Aim — Can you rescale the data below by repeating every line, requests included and unchanged, with each x and y coordinate in the answers multiplied by 1.4 and rounded to a whole number, halves up?
───── Records for the exercise
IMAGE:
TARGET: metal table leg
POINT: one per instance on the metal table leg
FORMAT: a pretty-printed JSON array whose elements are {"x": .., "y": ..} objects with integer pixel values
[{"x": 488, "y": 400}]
──────────
Exercise output —
IMAGE:
TARGET: metal table leg
POINT: one per instance on the metal table leg
FORMAT: a pretty-printed JSON array whose elements are {"x": .., "y": ..} objects with integer pixel values
[{"x": 683, "y": 560}]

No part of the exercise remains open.